'''
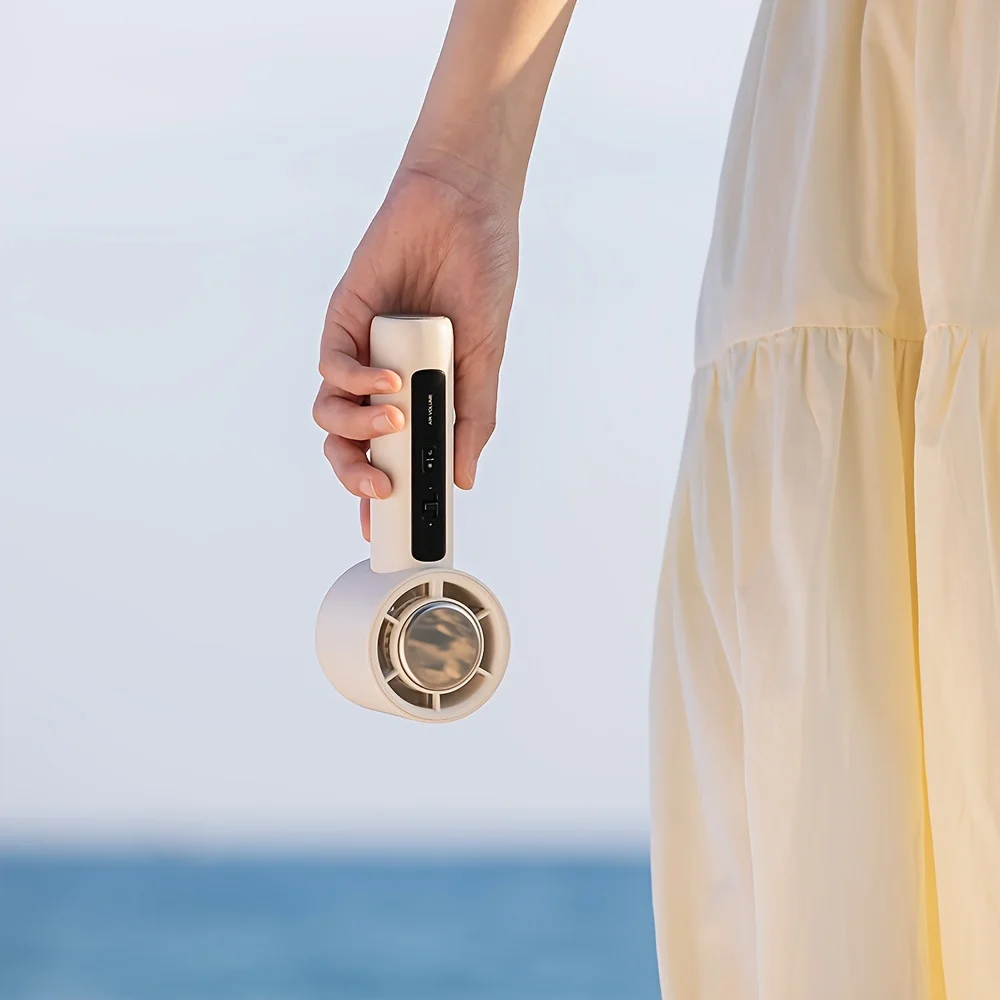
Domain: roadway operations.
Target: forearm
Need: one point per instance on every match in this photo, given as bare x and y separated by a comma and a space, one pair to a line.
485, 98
'''
'''
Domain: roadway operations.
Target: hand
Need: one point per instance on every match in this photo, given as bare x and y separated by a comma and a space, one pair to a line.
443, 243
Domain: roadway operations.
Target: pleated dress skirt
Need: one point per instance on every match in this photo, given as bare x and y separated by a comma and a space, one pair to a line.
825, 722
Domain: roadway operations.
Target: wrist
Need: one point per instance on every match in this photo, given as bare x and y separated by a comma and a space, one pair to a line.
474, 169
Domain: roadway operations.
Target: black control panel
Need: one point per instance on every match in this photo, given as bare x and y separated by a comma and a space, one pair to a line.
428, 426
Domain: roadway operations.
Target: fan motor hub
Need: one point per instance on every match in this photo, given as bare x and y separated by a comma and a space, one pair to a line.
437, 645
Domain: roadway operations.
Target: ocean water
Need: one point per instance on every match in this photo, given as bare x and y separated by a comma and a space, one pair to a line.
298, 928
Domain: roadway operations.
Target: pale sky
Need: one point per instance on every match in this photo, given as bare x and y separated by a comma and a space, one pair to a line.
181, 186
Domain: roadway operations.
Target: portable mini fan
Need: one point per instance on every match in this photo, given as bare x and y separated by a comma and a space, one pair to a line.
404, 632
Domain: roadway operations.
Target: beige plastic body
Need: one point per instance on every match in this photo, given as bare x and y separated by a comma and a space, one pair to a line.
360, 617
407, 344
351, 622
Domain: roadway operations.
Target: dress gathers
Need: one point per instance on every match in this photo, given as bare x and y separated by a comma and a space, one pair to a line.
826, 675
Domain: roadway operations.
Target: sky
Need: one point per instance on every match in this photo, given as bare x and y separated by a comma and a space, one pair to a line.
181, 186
'''
'''
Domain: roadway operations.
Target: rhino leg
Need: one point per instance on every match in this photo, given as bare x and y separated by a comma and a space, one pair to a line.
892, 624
'''
# DIRECTIONS
When "dress" shows up in a line of the material, report that line.

# ANSWER SPACE
Target: pleated dress skirt
Target: dress gathers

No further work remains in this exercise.